British actress (born 1990)

Lily Annabelle Lindon Travers (born 1990) is an English actress. Her films include Late Shift (2016) and Viceroy's House (2017). She joined the main cast of the ITV historical drama Victoria (2019) for its third series. In 2017, Travers played Polly in the Doctor Who special "Twice Upon a Time".

==Early and personal life==
Travers was born in South London. She is the daughter of Will Travers of the Born Free Foundation, and granddaughter of actors Virginia McKenna and Bill Travers. Her mother Carrie is a teacher, and she has a younger brother. Travers discovered a love for environmental issues and acting through her family as well as performing in school plays. She studied English at Durham University and participated in student productions while there. She lives in Fulham. She was raised vegetarian.

· · · · · · ·

Directions >>
1 - Answer these questions from the text about Lily Travers:
(a) What subject did she study, and at which university?
(b) For which series did she join the main cast of Victoria?
(c) Where does she live?
2 - List every relative of Lily Travers named in the text about her.
The entries after this text are separate material with no connection to it.

Dataset content >>
· · · · · · ·

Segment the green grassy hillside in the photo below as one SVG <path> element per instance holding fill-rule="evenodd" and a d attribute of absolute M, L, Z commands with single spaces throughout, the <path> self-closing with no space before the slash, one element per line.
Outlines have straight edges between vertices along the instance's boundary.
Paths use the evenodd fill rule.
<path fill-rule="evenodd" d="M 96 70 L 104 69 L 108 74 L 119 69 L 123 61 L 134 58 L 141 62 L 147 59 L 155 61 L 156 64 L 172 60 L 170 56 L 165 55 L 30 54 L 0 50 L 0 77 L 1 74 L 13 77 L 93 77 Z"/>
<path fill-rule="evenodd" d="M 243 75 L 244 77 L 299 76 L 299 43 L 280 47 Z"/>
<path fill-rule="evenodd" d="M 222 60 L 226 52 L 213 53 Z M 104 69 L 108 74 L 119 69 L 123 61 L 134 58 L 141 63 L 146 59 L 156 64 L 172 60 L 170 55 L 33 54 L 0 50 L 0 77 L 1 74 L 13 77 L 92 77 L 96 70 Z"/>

· · · · · · ·

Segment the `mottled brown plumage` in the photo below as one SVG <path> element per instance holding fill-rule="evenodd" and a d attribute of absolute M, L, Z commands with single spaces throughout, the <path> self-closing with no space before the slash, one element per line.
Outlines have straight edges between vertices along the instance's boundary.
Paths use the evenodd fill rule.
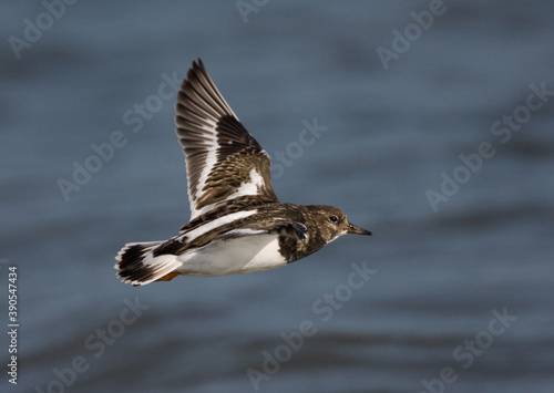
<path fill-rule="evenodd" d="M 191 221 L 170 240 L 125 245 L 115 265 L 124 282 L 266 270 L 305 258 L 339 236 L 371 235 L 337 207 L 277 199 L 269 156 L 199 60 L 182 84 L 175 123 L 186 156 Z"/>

· · · · · · ·

Task-by-task solutions >>
1 -
(a) She studied English at Durham University.
(b) She joined for its third series.
(c) She lives in Fulham.

2 -
Will Travers (father)
Carrie (mother)
Virginia McKenna (grandmother)
Bill Travers (grandfather)